Text block:
Segment Open

Deep Learning for Automated Classification of Tuberculosis-Related Chest X-Ray: Dataset Specificity Limits Diagnostic Performance Generalizability
This highlights a critical barrier for deploying AI in tuberculosis diagnosis across diverse populations, indicating that current models are incremental and not ready for broad clinical use.
The study tackled the problem of limited generalizability in deep learning models for tuberculosis detection from chest X-rays by training a model on one population's dataset and testing it on another, finding that diagnostic performance did not transfer effectively, with specific issues like dataset differences affecting results.

Segment Closed

Directions:
• 1. Answer these questions about the tuberculosis chest X-ray summary above, using only what it states:
(a) How was the model trained and then tested?
(b) According to the title, what limits how well diagnostic performance generalizes?
(c) How does the summary describe current models?
• 2. Continue the tuberculosis chest X-ray summary above, starting right after its last sentence.

Data block:
Segment Open

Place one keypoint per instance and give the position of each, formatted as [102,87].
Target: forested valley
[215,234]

Segment Closed

Answers to the exercises:
• 1.
(a) It was trained on one population's dataset and tested on another.
(b) Dataset specificity.
(c) As incremental and not ready for broad clinical use.

• 2.
Machine learning has been an emerging tool for various aspects of infectious diseases including tuberculosis surveillance and detection. However, WHO provided no recommendations on using computer-aided tuberculosis detection software because of the small number of studies, methodological limitations, and limited generalizability of the findings. To quantify the generalizability of the machine-learning model, we developed a Deep Convolutional Neural Network (DCNN) model using a TB-specific CXR dataset of one population (National Library of Medicine Shenzhen No.3 Hospital) and tested it with non-TB-specific CXR dataset of another population (National Institute of Health Clinical Centers). The findings suggested that a supervised deep learning model developed by using the training dataset from one population may not have the same diagnostic performance in another population. Technical specification of CXR images, disease severity distribution, overfitting, and overdiagnosis should be examined before implementation in other settings.